* EXTRACT TO READ

MONEY AND FAME In 60AD taxation was introduced to Britain with the legions of the Roman army, when slaves were subject to a 4% sales tax & there was a 1% tax on everything else. But corruption among the tax collectors of East Angela was one of the factors in prompting Boudicca to lead a revolution. Boudicca's fame took on legendary proportion in Victorian Britain, and Queen Victoria was seen as her "namesake".

MUSIC AND ARTS Boudicca spoke a Celtic dialect whose closest surviving language today is Welsh. Once the Romans came her tribe adopted the Latin script.



PHILOSOPHY & THEOLOGY
"When the British warrior Queen
Bleeding from the Roman rods
Sought with an indignant mien
Counsel at her country's gods." Boudicea by William Cowper

SCANDAL Originally a supporter of the Romans, Prasutagus' Iceni territory in Easten England was declared a slave province after his death. The just widowed Boudicca was flogged by the Romans, her daughters violated, no wonder she freaked out. After that one doesn't have to probe the recesses of the Boudicca psyche to understand why she was so wild.

MILITARY RECORD Despite her husband's bequest at his death those caddish Romans seized the late Prasutagus' territory. After her scourging the blue skinned Boudicca led an attack on Colchester whilst taking advantage of the Roman governor Suetonius' absence in Anglesey where he was putting down a revolt. She murdered its Roman inhabitants and seized its imperial temple. When news of the rebellion reached him, Suetonius hurried along Watling Street through hostile territory to Londinium (that's London to you and me). By this time Boudicca had gathered a sizable but ill disciplined army. Suetonius considered giving battle there, but considering his lack of numbers, decided to sacrifice the city to save the province. Londinium was abandoned to the rebels, who burnt it down, slaughtering anyone who had not evacuated with Suetonius. Verulamium (St Albans) was next to be sacked by Boudicca and her stroppy Brits. In the three cities destroyed, between seventy and eighty thousand people are said to have been killed. By now, Suetonius had gathered enough troops to engage and they encountered Boudicca and her unruly army somewhere on Watling Street. The battle was watched by a sizable crowd of British women, children and ineligible (too old or on the injury list) who had followed the rampaging Brits on their unbeaten run, helped by the fact all their fixtures were played at home. However they witnessed a shattering defeat, the thick woods not being the best site for the naive Brit's chariot warfare. 80,000 British warriors and spectators died and the groundsman was probably sacked. The Romans despite their army being stretched trying to subdue the Druids only lost 400.

[Data excerpts]

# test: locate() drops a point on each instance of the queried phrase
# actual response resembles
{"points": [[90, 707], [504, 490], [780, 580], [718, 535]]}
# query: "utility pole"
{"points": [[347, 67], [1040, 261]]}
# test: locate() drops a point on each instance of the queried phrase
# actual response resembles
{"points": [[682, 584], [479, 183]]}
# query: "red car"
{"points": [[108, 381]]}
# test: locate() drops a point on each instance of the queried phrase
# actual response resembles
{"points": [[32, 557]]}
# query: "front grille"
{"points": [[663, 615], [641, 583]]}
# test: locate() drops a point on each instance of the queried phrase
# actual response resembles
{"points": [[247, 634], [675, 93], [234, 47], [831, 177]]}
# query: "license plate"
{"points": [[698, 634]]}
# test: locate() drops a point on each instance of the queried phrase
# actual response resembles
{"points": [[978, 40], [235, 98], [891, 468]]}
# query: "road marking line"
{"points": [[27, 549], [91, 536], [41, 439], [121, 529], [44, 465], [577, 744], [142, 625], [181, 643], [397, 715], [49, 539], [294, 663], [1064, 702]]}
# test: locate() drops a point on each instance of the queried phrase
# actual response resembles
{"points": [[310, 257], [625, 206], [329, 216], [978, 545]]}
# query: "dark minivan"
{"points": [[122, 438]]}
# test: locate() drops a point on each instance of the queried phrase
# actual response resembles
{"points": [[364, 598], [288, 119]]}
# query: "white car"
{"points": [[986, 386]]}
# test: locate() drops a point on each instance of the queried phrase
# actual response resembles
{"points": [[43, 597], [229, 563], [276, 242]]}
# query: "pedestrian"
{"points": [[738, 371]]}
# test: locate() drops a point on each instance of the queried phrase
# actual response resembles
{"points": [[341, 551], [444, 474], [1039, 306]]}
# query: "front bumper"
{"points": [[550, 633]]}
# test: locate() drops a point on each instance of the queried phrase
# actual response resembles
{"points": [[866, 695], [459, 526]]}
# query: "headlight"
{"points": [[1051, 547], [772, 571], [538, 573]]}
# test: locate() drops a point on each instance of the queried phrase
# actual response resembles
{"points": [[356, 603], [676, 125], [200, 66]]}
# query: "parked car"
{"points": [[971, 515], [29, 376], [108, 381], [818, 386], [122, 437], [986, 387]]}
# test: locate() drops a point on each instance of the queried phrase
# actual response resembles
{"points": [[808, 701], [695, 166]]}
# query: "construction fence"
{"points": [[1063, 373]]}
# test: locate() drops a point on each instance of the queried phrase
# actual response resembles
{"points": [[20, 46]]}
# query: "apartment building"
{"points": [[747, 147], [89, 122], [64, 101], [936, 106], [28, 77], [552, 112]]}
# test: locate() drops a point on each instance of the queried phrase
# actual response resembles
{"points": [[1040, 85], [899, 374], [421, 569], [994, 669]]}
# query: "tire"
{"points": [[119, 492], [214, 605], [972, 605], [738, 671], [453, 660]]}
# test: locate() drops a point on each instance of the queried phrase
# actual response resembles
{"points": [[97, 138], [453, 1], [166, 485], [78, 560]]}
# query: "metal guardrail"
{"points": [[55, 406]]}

* PROBLEMS TO SOLVE
a. List the section headings in the piece on Boudicca.
b. Transcribe the passage of the piece on Boudicca starting with "MUSIC AND ARTS" and going on through "was so wild.".
The entries under Data excerpts are material separate from the piece on Boudicca.

* ANSWERS TO THE TASKS
a.
MONEY AND FAME
MUSIC AND ARTS
PHILOSOPHY & THEOLOGY
SCANDAL
MILITARY RECORD

b.
MUSIC AND ARTS Boudicca spoke a Celtic dialect whose closest surviving language today is Welsh. Once the Romans came her tribe adopted the Latin script.



PHILOSOPHY & THEOLOGY
"When the British warrior Queen
Bleeding from the Roman rods
Sought with an indignant mien
Counsel at her country's gods." Boudicea by William Cowper

SCANDAL Originally a supporter of the Romans, Prasutagus' Iceni territory in Easten England was declared a slave province after his death. The just widowed Boudicca was flogged by the Romans, her daughters violated, no wonder she freaked out. After that one doesn't have to probe the recesses of the Boudicca psyche to understand why she was so wild.